**What is expected:** Put the lines between the one containing "[Batch spec] Target class: man's head." and the one containing "[[163, 243, 337, 316]]", inclusive, into a numbered list, and leave out any blank lines.

**Input for this task:**
===============

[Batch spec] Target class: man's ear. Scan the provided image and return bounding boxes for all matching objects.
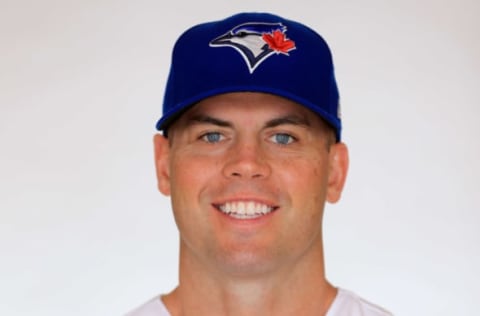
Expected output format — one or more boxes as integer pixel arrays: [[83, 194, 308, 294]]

===============

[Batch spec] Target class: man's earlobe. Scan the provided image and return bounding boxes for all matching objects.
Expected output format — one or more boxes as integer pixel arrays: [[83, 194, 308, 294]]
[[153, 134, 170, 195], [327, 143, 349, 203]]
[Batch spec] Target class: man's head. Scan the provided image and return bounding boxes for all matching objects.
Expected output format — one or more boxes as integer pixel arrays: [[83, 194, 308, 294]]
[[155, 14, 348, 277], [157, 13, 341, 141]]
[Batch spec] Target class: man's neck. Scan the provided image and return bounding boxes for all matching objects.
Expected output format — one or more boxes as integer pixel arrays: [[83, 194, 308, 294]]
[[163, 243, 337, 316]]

===============

**Response for this exercise:**
1. [Batch spec] Target class: man's head. Scan the provided image and return bounding boxes for all matching objects.
2. Expected output format — one or more boxes as integer pixel arrays: [[83, 194, 308, 294]]
3. [[155, 14, 348, 277], [157, 13, 341, 141]]
4. [Batch spec] Target class: man's neck. Scan the provided image and return bounding boxes for all matching objects.
5. Expected output format — one or more boxes as integer pixel arrays: [[83, 194, 308, 294]]
6. [[163, 243, 337, 316]]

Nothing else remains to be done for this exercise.